Collected data
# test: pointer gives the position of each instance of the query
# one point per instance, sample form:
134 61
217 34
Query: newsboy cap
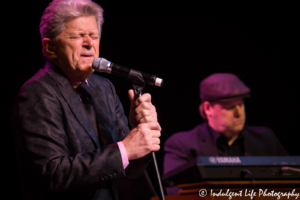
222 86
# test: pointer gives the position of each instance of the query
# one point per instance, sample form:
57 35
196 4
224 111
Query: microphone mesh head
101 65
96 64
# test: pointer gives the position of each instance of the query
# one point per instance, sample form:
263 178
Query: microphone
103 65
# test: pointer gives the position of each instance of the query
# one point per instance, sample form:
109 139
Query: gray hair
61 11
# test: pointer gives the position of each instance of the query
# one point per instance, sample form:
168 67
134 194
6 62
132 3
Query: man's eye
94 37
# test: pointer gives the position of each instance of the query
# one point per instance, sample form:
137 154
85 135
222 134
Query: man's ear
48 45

---

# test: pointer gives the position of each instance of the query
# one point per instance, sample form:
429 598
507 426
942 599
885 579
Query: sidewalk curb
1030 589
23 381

TO BE DONE
Tally the lines in the entries above that contain the string "microphone". Give only the number.

RIGHT ANSWER
2